## What is being asked
Rewrite the stretch from the start of the material through the line that contains "[287, 207, 306, 238]", putting "close" in place of "tight" and leaving everything else as it is.

§ §

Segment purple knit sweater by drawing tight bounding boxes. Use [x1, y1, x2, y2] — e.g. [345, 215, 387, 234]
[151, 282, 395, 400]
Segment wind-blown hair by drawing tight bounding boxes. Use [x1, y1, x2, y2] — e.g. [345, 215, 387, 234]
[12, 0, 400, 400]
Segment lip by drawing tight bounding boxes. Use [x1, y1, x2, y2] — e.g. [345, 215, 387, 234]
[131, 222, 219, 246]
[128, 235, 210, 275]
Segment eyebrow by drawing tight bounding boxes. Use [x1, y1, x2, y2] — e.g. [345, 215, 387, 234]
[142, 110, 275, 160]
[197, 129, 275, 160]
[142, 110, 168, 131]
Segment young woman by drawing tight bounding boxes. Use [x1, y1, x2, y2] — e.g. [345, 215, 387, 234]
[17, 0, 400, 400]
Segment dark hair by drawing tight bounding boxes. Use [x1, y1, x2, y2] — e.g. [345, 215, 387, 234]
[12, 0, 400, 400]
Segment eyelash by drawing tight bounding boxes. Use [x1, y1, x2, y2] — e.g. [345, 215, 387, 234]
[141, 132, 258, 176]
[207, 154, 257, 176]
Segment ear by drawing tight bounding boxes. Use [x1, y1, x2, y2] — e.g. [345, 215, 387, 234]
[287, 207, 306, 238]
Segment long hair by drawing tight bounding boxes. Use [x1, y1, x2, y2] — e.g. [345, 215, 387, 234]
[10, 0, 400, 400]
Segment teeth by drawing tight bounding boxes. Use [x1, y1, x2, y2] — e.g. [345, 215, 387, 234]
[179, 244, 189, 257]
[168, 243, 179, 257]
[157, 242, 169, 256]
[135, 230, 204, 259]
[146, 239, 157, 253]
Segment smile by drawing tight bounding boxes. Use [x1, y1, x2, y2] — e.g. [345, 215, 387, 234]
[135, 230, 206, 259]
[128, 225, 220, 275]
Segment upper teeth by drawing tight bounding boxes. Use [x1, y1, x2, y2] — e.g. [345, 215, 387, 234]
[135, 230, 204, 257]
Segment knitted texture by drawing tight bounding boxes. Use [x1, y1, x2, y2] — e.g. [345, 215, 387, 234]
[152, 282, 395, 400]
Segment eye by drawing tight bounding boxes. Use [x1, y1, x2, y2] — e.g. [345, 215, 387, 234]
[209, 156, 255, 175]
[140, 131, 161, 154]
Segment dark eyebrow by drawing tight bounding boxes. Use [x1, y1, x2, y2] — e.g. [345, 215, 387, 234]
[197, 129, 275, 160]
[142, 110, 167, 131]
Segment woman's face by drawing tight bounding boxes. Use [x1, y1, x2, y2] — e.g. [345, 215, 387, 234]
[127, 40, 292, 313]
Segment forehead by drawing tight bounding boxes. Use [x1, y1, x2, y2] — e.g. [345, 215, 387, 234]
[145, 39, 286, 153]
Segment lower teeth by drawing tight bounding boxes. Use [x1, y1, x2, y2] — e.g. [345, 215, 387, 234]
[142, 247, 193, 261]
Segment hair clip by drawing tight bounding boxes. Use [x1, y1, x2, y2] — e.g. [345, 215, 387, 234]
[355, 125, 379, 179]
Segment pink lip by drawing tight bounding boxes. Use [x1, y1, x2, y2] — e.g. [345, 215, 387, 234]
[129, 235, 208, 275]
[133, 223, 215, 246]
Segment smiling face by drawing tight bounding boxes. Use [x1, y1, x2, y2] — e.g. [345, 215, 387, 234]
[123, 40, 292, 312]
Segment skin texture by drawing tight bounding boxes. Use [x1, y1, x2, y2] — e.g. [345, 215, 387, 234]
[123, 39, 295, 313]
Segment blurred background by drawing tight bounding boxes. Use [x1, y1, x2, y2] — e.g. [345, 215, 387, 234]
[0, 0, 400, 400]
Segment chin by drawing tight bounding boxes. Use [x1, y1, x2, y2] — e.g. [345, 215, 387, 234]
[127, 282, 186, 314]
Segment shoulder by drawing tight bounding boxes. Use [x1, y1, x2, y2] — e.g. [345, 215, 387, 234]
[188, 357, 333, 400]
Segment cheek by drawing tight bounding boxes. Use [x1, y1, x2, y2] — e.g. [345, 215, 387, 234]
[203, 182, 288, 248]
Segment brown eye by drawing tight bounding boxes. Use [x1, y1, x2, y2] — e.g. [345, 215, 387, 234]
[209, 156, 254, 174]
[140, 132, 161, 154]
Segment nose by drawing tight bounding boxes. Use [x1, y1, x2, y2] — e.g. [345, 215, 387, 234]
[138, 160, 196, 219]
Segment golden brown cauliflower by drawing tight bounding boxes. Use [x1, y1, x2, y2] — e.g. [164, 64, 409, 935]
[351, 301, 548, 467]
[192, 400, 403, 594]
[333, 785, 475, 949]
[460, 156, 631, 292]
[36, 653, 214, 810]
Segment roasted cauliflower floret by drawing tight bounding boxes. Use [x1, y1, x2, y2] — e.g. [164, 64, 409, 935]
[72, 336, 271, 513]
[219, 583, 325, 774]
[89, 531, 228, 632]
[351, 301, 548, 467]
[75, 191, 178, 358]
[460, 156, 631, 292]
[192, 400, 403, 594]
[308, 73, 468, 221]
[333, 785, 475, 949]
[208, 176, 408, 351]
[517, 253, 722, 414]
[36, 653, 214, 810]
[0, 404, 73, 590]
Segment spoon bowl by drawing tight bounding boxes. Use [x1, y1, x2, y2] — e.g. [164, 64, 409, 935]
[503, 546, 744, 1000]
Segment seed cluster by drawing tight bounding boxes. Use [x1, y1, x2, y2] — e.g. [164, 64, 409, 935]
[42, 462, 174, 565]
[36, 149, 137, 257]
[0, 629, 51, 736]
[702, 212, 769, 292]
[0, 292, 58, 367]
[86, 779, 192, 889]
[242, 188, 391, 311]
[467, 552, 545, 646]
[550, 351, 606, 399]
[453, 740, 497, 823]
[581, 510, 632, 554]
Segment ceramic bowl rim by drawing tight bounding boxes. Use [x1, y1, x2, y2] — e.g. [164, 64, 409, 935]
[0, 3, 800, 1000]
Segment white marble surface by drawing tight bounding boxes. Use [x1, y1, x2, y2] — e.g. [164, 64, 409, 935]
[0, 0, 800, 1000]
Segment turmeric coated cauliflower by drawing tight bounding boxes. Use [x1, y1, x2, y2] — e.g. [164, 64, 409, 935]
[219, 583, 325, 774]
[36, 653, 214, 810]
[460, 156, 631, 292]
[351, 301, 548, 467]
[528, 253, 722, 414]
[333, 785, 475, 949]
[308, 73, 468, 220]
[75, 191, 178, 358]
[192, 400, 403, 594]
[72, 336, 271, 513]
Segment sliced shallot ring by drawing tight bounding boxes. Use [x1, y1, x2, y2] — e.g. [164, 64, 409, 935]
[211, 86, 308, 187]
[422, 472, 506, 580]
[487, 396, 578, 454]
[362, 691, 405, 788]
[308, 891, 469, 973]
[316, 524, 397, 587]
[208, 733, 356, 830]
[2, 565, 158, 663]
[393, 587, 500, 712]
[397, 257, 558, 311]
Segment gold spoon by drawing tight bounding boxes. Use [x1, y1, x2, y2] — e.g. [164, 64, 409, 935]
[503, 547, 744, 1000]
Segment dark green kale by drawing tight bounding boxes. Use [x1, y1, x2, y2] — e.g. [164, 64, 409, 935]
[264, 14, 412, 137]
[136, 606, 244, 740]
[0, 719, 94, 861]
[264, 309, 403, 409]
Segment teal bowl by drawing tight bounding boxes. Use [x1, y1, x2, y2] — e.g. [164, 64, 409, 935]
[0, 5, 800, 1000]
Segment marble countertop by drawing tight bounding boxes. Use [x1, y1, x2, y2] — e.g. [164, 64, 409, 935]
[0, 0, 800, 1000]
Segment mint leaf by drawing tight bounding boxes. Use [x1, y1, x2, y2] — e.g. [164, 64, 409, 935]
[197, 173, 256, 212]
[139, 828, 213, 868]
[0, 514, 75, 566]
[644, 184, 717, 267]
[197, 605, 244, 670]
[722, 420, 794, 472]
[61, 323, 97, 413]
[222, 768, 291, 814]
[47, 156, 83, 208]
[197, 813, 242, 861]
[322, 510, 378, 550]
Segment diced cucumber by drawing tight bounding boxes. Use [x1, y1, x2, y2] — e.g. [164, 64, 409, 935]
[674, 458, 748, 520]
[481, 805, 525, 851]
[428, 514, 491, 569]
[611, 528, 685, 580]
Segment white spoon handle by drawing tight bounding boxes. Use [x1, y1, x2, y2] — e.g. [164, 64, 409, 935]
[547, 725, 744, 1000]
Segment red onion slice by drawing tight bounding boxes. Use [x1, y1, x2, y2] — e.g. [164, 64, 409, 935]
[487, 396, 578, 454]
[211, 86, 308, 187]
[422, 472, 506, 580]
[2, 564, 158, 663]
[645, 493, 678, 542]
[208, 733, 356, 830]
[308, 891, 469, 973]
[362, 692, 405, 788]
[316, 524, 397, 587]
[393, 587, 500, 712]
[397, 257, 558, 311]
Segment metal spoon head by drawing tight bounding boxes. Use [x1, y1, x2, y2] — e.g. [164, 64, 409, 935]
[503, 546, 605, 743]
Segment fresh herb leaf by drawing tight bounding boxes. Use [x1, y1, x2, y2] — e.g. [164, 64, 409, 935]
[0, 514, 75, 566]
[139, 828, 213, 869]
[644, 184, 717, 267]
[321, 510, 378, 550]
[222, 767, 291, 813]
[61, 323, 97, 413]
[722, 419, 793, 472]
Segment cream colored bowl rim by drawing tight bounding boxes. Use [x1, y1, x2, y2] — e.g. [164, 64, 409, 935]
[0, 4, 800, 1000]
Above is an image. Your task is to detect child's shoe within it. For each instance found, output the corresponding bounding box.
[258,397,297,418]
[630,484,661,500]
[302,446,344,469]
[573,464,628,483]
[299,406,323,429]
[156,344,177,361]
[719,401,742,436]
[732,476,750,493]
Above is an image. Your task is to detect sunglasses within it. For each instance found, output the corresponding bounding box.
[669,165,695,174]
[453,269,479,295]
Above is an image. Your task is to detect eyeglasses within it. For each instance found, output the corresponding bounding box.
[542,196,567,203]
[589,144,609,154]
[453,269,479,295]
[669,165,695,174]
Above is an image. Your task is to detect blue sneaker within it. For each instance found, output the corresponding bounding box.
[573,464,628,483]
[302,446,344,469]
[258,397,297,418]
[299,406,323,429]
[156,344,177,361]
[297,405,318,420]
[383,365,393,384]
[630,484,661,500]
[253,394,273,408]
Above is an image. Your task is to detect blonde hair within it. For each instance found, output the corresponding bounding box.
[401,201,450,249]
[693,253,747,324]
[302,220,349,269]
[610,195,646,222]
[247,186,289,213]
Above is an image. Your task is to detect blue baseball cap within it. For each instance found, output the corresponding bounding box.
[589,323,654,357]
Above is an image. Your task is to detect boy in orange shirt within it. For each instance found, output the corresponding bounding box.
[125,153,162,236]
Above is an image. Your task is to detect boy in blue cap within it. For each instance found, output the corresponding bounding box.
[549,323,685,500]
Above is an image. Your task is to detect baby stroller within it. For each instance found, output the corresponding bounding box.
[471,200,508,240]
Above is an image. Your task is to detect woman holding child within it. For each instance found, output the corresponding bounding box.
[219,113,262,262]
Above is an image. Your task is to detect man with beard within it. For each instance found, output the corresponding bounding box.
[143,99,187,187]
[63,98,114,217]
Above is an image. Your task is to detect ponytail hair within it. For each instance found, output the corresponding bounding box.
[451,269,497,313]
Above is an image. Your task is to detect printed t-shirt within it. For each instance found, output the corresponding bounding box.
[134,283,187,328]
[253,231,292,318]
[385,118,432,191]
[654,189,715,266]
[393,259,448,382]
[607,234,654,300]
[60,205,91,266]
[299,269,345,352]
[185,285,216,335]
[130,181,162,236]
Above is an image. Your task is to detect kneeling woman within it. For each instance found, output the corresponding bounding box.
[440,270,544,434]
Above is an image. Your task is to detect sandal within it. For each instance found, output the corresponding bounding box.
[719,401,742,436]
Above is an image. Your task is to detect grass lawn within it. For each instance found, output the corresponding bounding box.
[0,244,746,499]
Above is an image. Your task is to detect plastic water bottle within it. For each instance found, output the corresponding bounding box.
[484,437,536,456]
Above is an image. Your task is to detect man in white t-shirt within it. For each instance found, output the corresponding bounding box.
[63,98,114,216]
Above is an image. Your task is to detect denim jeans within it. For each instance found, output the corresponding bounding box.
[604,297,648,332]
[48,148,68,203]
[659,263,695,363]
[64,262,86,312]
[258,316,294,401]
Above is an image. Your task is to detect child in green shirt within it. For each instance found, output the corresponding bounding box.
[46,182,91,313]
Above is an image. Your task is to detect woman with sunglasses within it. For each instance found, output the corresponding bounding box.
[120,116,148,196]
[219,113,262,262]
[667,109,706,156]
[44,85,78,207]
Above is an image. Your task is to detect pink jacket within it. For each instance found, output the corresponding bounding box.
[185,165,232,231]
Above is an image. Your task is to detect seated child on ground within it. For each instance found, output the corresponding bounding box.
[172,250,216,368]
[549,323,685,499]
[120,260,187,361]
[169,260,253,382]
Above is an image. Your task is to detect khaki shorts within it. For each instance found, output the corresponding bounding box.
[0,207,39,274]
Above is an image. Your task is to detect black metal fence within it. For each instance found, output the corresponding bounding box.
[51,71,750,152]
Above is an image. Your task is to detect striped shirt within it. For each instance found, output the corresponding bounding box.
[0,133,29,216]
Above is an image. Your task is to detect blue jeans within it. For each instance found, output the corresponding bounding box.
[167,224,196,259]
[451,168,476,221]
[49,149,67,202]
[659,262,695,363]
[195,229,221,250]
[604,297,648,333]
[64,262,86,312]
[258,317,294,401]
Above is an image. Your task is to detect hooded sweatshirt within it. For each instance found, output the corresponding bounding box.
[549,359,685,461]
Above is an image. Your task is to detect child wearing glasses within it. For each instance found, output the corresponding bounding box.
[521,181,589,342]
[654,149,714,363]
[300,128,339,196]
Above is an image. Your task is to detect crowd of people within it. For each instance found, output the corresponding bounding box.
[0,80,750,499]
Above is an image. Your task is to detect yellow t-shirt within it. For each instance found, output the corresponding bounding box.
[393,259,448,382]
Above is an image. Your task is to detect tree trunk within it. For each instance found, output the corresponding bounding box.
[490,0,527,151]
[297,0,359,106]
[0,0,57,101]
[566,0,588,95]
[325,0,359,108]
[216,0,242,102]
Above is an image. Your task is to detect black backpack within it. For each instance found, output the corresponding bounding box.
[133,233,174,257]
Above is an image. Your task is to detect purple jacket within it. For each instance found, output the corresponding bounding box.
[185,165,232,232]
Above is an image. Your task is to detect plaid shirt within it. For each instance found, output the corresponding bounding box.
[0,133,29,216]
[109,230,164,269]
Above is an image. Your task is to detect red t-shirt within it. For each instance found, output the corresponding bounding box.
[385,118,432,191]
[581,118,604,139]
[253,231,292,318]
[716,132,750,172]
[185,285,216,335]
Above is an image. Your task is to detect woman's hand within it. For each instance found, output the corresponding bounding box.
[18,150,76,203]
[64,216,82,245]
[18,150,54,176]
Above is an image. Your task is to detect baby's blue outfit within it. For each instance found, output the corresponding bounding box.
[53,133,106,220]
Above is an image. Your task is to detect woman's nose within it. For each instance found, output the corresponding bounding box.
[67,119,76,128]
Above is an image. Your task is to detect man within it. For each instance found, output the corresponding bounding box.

§ §

## Complete output
Segment purple knit sweater by drawing close bounding boxes. Use [x1, y1, x2, y2] — e.g. [345, 215, 387, 234]
[151, 282, 395, 400]
Segment wind-blown hair by drawing close bounding boxes. Use [x1, y1, x2, y2] — e.g. [345, 215, 387, 234]
[12, 0, 400, 400]
Segment lip by drawing close bounding boxes. Use [x1, y1, x2, y2] — e.g. [345, 215, 387, 234]
[131, 222, 219, 246]
[128, 235, 210, 275]
Segment eyebrow by drawing close bounding boxes. Use [x1, y1, x2, y2] — e.g. [345, 215, 387, 234]
[142, 110, 275, 160]
[197, 129, 275, 160]
[142, 110, 168, 131]
Segment young woman by drawing close bounding boxes. Use [x1, y1, x2, y2] — e.g. [345, 215, 387, 234]
[17, 0, 400, 400]
Segment dark hair by drawing close bounding boxes. Use [x1, y1, x2, y2] — e.g. [345, 215, 387, 234]
[12, 0, 400, 400]
Segment eyelash by drawing close bounding boxes. Use [x1, y1, x2, y2] — e.g. [345, 215, 387, 234]
[141, 132, 258, 176]
[207, 154, 257, 176]
Segment ear by drawing close bounding boxes. Use [x1, y1, x2, y2] — e.g. [345, 215, 387, 234]
[287, 207, 306, 238]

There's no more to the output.